GIVEN REQUEST 1: What principal amount does the promissory note addendum give for the Note?

EXCERPT:
ADDENDUM TO PROMISSORY NOTE BB&T Account No. 9660933082
EX-10.3 4 a10-3_addendumtopromissory.htm EXHIBIT 10.3 Exhibit
Exhibit 10-3
BB&T
ADDENDUM TO PROMISSORY NOTE
BB&T Account No. 9660933082
THIS ADDENDUM TO PROMISSORY NOTE (“Addendum”) is hereby made a part of the Promissory Note dated June 9, 2017, from The Goldfield Corporation (“Borrower”) payable to the order of Branch Banking and Trust Company (“Bank”) in the principal amount of $22,600,000.00 (including all renewals, extensions, modifications and substitutions thereof, the “Note”).
I. DEFINITIONS.
1.1 Adjusted LIBOR Rate means a rate of interest per annum equal to the sum obtained (rounded upwards, if necessary, to the next higher 1/100th of 1.0%) by adding (i) the One Month LIBOR plus (ii) one and 80/100 percent (1.80%) per annum, which shall be adjusted monthly on the first day of each LIBOR Interest Period. The Adjusted LIBOR Rate shall be adjusted for any change in the LIBOR Reserve Percentage so that Bank shall receive the same yield. The interest rate will in no instance exceed the maximum rate permitted by applicable law and the interest rate will not decrease below a fixed minimum rate of 0%.
1.2 Business Day means a day other than a Saturday, Sunday, legal holiday or any other day when the Bank is authorized or required by applicable law to be closed.
1.3 Advance means any advance made by Bank to Borrower evidenced by the Note.
1.4 LIBOR Interest Period means the period applicable to any Advance commencing on the date the Note is made (or the date of any subsequent LIBOR addendum to the Note) and (i) if adjusted monthly, ending on the day that is immediately prior to the numerically corresponding day of each month thereafter or (ii) if adjusted quarterly, ending on the day that is immediately prior to the numerically corresponding day of each quarter thereafter; provided that:
(a) any LIBOR Interest Period which would otherwise end on a day which is not a Business Day shall be extended to the next succeeding Business Day unless such Business Day falls in another calendar month, in which case such LIBOR Interest Period shall end on the next preceding Business Day; and
(b) any LIBOR Interest Period which begins on a day for which there is no numerically corresponding day in a subsequent month if adjusted monthly or in a subsequent quarter if adjusted quarterly, shall end on the last Business Day of each subsequent month if adjusted monthly or on the last Business Day of each subsequent quarter if adjusted quarterly.

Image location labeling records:
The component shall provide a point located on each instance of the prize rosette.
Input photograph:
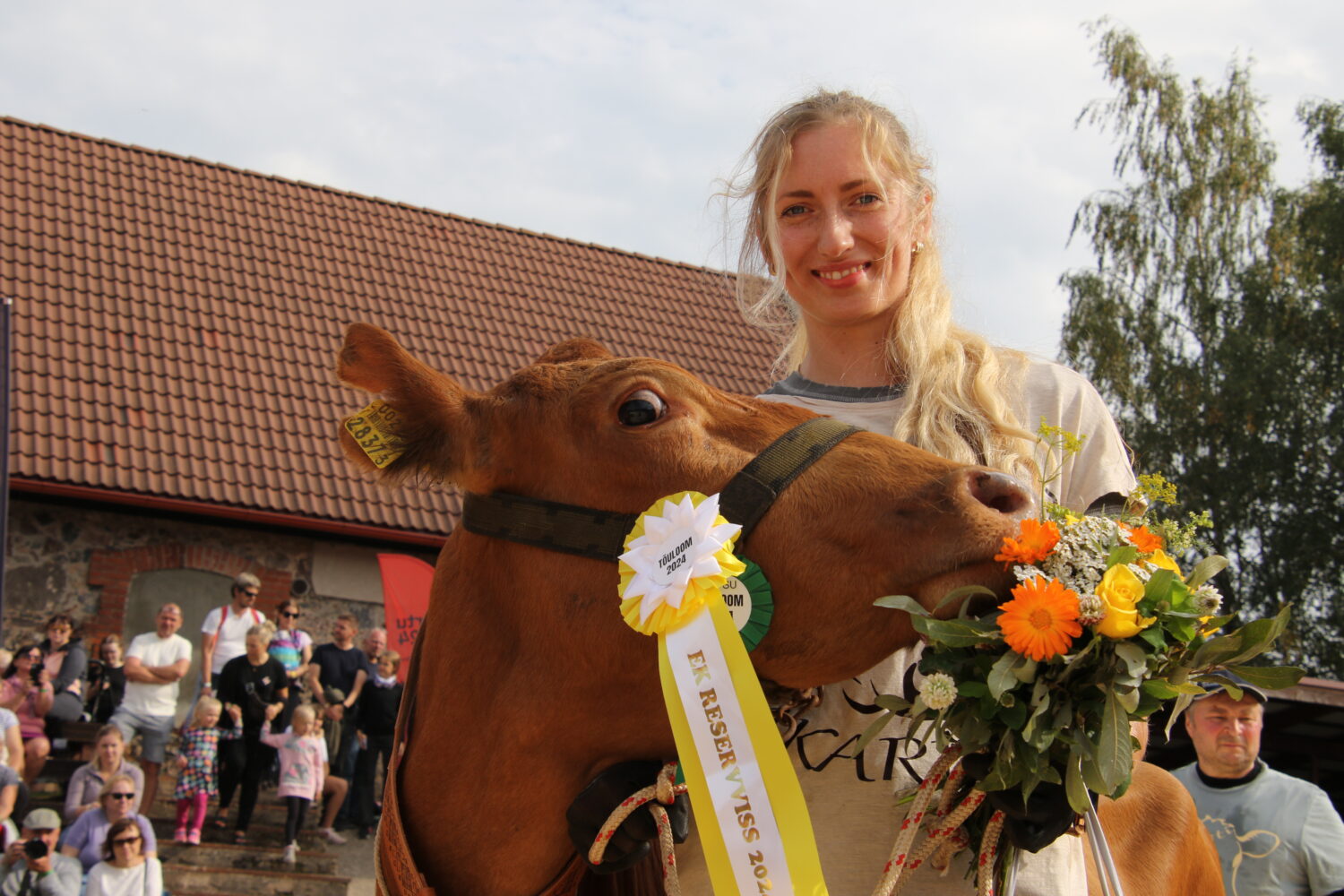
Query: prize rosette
(749, 809)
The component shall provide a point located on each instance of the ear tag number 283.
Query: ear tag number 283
(374, 430)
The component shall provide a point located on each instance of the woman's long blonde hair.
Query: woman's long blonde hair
(956, 383)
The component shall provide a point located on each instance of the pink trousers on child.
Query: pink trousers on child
(196, 806)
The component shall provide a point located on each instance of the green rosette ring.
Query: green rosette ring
(750, 602)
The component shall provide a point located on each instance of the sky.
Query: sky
(615, 123)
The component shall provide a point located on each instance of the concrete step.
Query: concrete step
(250, 882)
(250, 856)
(258, 834)
(268, 810)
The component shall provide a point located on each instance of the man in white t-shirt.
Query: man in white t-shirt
(156, 662)
(223, 634)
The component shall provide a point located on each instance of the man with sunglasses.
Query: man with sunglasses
(156, 664)
(31, 864)
(223, 634)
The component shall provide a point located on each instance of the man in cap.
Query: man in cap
(1274, 833)
(31, 864)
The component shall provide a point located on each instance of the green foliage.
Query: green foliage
(1214, 325)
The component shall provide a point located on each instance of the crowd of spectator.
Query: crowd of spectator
(327, 708)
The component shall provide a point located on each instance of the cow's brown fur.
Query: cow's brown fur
(1159, 842)
(530, 683)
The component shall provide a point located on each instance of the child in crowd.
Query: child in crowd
(196, 761)
(301, 770)
(376, 721)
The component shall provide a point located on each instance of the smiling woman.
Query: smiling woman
(840, 257)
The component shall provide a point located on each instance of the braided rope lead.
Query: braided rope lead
(945, 831)
(660, 793)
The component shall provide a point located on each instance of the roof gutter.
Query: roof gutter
(222, 511)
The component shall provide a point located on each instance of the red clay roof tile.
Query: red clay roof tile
(175, 322)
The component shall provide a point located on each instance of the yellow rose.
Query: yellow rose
(1163, 560)
(1121, 590)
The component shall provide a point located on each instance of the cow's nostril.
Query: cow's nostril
(999, 492)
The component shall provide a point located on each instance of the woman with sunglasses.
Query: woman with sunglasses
(125, 869)
(109, 758)
(27, 692)
(67, 664)
(107, 680)
(295, 650)
(117, 802)
(253, 689)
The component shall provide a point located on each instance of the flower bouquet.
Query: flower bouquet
(1104, 627)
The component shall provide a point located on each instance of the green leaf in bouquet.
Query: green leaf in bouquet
(1182, 598)
(1015, 716)
(1271, 677)
(1241, 645)
(1075, 661)
(972, 689)
(1188, 686)
(1148, 704)
(902, 602)
(892, 702)
(1133, 657)
(1206, 570)
(1183, 626)
(873, 731)
(957, 633)
(1160, 689)
(1121, 554)
(1040, 704)
(1090, 770)
(1002, 677)
(1179, 707)
(959, 594)
(1153, 635)
(1115, 754)
(1158, 590)
(1074, 788)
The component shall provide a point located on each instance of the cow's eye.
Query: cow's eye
(642, 409)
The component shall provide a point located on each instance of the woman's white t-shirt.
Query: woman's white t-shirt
(852, 798)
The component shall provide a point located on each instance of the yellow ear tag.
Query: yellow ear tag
(374, 430)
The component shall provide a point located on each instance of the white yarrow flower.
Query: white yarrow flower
(1207, 600)
(938, 691)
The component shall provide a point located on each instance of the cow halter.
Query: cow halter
(601, 533)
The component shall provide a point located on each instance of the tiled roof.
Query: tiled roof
(177, 322)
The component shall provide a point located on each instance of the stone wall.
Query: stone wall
(66, 557)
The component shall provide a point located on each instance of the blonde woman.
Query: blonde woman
(840, 258)
(252, 689)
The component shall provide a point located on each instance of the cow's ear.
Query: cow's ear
(574, 349)
(426, 429)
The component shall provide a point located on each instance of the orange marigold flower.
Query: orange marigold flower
(1142, 538)
(1042, 619)
(1034, 543)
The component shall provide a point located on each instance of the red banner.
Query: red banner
(406, 583)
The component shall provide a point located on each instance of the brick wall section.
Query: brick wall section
(82, 560)
(112, 571)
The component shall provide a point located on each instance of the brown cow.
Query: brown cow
(1160, 845)
(530, 683)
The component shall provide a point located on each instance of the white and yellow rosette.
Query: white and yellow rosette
(750, 814)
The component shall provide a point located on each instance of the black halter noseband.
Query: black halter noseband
(601, 533)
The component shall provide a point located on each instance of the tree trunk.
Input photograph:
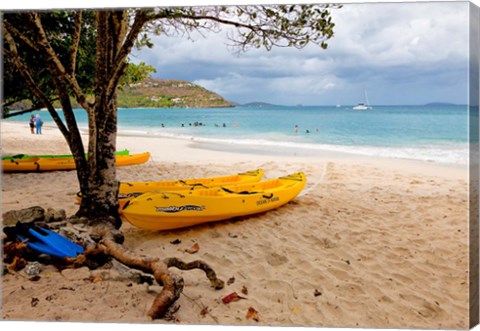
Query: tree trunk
(99, 186)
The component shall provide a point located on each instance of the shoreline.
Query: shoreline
(370, 242)
(455, 156)
(204, 152)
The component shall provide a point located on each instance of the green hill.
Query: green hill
(157, 93)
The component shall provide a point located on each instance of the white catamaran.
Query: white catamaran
(363, 106)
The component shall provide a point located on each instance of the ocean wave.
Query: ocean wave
(450, 153)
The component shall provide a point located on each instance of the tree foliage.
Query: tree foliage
(64, 55)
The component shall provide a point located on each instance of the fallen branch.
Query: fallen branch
(172, 283)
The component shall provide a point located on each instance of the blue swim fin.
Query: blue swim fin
(53, 244)
(41, 247)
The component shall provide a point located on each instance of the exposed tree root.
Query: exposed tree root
(215, 282)
(172, 283)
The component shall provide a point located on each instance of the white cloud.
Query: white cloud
(383, 47)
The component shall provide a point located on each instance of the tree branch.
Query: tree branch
(15, 58)
(20, 35)
(24, 111)
(55, 61)
(76, 42)
(120, 58)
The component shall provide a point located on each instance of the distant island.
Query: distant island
(440, 104)
(159, 93)
(155, 93)
(258, 104)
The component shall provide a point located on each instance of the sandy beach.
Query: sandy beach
(370, 242)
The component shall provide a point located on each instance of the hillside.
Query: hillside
(156, 93)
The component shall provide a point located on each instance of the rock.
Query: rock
(28, 215)
(80, 273)
(77, 220)
(53, 215)
(32, 269)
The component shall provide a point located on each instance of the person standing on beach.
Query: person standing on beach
(38, 124)
(32, 124)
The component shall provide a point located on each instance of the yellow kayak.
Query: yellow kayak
(171, 210)
(63, 163)
(130, 190)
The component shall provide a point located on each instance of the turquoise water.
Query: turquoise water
(433, 133)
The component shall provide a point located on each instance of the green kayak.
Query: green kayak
(26, 156)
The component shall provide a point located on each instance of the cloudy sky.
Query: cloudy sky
(401, 53)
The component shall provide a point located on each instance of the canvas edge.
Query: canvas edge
(474, 90)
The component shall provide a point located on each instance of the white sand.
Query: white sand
(382, 242)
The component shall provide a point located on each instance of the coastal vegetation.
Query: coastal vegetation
(156, 93)
(56, 56)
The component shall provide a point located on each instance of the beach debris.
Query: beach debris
(32, 269)
(192, 250)
(34, 302)
(27, 215)
(232, 297)
(96, 278)
(17, 264)
(296, 310)
(204, 312)
(253, 314)
(55, 215)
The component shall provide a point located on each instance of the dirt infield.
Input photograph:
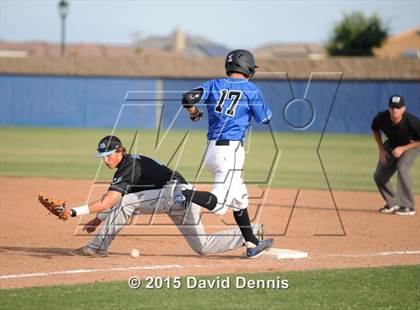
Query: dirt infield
(34, 247)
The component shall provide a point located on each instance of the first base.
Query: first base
(285, 253)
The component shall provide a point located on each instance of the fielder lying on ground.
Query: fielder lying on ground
(142, 185)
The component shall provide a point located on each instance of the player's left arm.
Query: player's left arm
(193, 97)
(400, 150)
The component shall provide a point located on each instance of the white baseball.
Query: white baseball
(134, 253)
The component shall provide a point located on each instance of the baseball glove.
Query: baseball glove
(195, 117)
(55, 206)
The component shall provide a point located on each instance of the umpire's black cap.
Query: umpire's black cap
(108, 145)
(396, 101)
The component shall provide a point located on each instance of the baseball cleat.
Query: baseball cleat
(262, 246)
(260, 232)
(85, 251)
(388, 209)
(405, 211)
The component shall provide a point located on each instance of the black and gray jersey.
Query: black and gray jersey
(137, 173)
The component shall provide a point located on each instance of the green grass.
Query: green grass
(349, 160)
(368, 288)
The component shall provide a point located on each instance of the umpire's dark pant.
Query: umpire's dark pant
(384, 172)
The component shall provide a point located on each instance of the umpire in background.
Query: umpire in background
(397, 153)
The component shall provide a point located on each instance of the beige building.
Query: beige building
(406, 44)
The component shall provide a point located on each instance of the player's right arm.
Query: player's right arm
(261, 112)
(107, 201)
(383, 154)
(375, 126)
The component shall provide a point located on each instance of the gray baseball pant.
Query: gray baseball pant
(384, 172)
(187, 221)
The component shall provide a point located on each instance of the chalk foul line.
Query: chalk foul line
(79, 271)
(370, 254)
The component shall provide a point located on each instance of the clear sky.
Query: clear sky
(246, 24)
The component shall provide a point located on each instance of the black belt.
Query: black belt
(227, 142)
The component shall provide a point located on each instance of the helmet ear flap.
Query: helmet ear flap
(241, 61)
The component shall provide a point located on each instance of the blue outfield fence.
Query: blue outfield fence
(61, 101)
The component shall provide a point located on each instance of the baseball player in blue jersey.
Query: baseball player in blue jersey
(231, 103)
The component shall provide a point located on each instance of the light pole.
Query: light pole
(63, 9)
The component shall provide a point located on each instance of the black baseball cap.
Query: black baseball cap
(108, 145)
(396, 101)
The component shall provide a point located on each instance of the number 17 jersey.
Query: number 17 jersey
(230, 104)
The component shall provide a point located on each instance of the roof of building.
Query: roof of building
(176, 66)
(405, 44)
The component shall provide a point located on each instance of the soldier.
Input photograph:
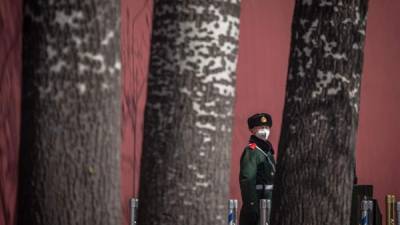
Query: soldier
(257, 168)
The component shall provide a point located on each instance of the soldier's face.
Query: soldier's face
(255, 129)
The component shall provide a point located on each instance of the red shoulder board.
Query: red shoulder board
(252, 146)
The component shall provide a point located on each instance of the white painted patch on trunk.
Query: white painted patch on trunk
(63, 19)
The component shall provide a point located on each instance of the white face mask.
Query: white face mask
(262, 134)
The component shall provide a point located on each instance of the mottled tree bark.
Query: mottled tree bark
(71, 113)
(316, 150)
(10, 105)
(188, 117)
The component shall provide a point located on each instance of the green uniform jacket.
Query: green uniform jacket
(257, 167)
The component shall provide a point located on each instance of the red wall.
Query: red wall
(262, 69)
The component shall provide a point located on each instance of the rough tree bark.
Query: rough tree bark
(188, 116)
(10, 105)
(316, 149)
(71, 113)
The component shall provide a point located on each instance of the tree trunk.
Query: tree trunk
(71, 113)
(188, 117)
(316, 150)
(10, 105)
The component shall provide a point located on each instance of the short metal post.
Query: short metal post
(370, 212)
(364, 212)
(134, 208)
(232, 212)
(263, 212)
(398, 213)
(268, 211)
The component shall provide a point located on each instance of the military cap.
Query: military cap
(259, 119)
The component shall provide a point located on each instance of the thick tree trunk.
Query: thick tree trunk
(10, 105)
(316, 149)
(71, 113)
(188, 117)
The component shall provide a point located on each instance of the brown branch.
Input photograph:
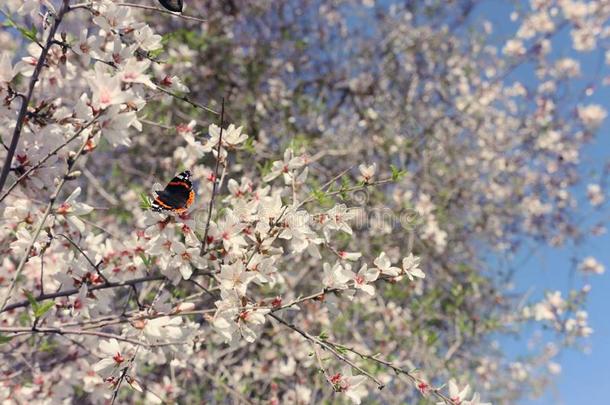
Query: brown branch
(326, 346)
(336, 349)
(151, 8)
(67, 293)
(26, 100)
(60, 331)
(47, 157)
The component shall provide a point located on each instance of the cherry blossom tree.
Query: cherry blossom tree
(366, 177)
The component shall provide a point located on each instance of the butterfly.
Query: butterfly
(177, 196)
(172, 5)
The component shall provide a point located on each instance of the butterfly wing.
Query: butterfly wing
(177, 196)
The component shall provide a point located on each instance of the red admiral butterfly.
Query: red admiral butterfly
(177, 196)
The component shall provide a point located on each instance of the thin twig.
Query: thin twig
(151, 8)
(26, 101)
(48, 156)
(96, 267)
(60, 331)
(43, 220)
(187, 100)
(324, 345)
(67, 293)
(214, 184)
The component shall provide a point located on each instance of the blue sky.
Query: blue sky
(585, 373)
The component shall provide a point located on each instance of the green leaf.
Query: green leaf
(43, 309)
(145, 201)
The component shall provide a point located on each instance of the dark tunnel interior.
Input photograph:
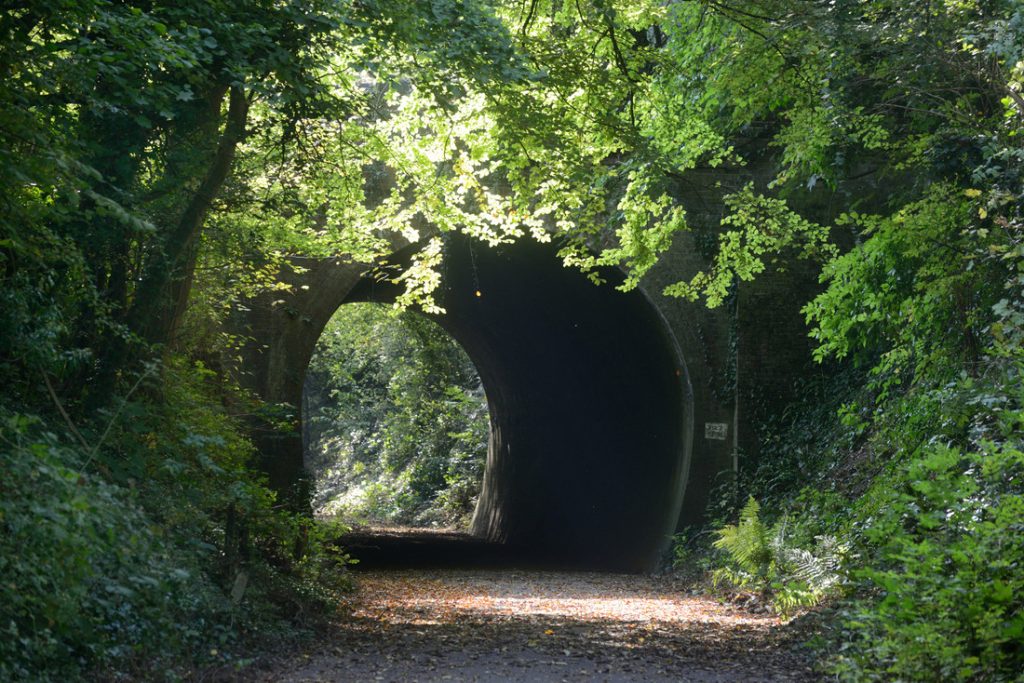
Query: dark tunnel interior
(589, 398)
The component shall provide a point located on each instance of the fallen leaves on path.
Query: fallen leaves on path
(542, 626)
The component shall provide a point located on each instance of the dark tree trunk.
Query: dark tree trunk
(162, 295)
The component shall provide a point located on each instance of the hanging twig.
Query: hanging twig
(64, 413)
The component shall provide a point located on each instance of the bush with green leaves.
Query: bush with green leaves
(143, 542)
(760, 558)
(396, 422)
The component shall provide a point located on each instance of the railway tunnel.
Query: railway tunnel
(590, 402)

GIVEN REQUEST 2: Show every line of the records above that contains the word "hanging", copied in full.

COMPLETE RESPONSE 1: $22,600,000.00

COMPLETE RESPONSE 2:
The component shall provide a point located on each instance of the hanging twig.
Query: hanging twig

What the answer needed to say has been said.